- _Selected passage_
From a shipping hub, to a remote island prison, to becoming one of Vietnam’s top resort destinations, Phu Quoc has weathered many changes. But it remains, as always, a tropical taste of paradise.

Banner Image source:

Phu Quoc: The Pearl Island

By: Sivaraj Pragasm

Dubbed “The Pearl Island”, Phu Quoc Island in the south of Vietnam is about 600 square kilometres, making it the largest island in Vietnam even though it’s geographically closer to Cambodia. Two-thirds of the island consists of forests but the main draw for tourists are its white sandy beaches and pleasant weather all year.

With a total local population of just 103,000 people, Phu Quoc Island is the perfect escape from the overcrowded mess you find in many large cities.

There has been an increase in foreign investments over the years mainly due to the island having the lowest corporate and personal income taxes in the country. Land rents are waived for the first four years, and then halved for the next nine. Due to this scheme, the island now has a large number of hotel rooms to meet the rising needs of visitors.

- _Extracted data_
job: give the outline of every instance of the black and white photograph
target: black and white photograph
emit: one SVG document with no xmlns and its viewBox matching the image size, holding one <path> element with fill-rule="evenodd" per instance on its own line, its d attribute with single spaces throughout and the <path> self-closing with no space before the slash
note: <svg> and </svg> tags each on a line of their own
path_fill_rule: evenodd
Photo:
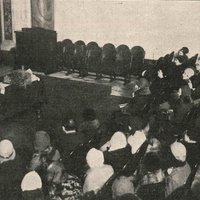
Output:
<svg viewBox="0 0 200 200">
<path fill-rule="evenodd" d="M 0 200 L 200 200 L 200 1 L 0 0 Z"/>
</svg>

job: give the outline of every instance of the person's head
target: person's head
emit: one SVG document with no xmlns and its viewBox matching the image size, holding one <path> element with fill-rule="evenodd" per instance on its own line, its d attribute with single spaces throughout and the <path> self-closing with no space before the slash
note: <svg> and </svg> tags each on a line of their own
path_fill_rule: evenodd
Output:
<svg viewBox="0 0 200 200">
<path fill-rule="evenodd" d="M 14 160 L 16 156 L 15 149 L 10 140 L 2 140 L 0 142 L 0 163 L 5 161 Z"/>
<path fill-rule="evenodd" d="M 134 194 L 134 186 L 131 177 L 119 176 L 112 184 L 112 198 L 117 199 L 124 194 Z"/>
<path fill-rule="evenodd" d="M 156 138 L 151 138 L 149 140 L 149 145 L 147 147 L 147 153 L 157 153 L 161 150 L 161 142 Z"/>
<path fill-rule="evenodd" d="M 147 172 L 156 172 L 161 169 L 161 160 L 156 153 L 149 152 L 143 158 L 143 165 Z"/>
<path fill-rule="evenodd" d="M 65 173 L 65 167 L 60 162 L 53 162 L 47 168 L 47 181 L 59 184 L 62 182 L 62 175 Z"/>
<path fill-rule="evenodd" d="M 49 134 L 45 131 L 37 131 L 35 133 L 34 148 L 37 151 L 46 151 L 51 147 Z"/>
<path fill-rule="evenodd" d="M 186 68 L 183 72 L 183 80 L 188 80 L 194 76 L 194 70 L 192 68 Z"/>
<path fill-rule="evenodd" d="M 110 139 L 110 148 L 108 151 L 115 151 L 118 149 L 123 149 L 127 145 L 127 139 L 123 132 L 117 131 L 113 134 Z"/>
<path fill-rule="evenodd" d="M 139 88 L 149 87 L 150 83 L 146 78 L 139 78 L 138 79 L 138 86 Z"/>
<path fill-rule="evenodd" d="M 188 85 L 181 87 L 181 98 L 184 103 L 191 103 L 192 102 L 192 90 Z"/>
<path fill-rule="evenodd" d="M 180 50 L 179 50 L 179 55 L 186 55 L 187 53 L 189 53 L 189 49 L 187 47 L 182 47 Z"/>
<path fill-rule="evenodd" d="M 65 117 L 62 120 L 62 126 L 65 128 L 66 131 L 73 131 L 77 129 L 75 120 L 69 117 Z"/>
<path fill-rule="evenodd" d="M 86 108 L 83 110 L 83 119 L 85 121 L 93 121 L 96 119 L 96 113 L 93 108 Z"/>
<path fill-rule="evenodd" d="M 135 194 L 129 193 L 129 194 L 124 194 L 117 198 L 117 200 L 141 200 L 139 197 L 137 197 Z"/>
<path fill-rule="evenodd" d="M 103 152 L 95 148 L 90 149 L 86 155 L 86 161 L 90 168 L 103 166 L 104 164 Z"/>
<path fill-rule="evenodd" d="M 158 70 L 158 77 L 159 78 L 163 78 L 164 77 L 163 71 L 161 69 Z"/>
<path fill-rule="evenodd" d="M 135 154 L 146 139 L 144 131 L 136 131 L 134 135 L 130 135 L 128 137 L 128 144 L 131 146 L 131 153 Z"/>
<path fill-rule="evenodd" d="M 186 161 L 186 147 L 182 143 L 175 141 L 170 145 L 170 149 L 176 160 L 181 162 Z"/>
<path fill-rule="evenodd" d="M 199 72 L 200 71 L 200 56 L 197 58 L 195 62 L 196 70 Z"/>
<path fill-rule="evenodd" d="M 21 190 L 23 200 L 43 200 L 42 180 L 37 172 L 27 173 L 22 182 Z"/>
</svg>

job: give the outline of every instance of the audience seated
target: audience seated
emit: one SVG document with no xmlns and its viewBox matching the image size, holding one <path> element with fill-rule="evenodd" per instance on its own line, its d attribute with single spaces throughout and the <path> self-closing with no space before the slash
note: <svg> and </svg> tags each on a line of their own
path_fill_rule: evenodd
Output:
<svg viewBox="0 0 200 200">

- _What to work on_
**a)** According to the Phu Quoc article, what portion of the island is covered by forests?
**b)** Write out the part of the Phu Quoc article starting with "Phu Quoc: The" and going on through "weather all year.".
**c)** Carry on writing the Phu Quoc article from the point where it stops.
The records are separate material, apart from the Phu Quoc article.

- _Answers to the problems_
**a)** Two-thirds of the island consists of forests.

**b)**
Phu Quoc: The Pearl Island

By: Sivaraj Pragasm

Dubbed “The Pearl Island”, Phu Quoc Island in the south of Vietnam is about 600 square kilometres, making it the largest island in Vietnam even though it’s geographically closer to Cambodia. Two-thirds of the island consists of forests but the main draw for tourists are its white sandy beaches and pleasant weather all year.

**c)**
Phu Quoc IslandImage source:

Currently, there are about 15,000 rooms rated three-stars and above, including 6,000 rooms rated five-star.

If you have a phobia of riding bikes, you’ll be pleased to know that there are now five taxi firms operating on the island, with a total fleet of about 1,000 taxis. Some of these include the low-cost Phu Quoc Taxi Company, as well as a fleet of Vinasun taxis after the latter expanded its operations into the island by buying a small taxi firm.

The Downside of Development

However, rapid development can sometimes lead to unwanted consequences and in the case of Phu Quoc Island, there are a few.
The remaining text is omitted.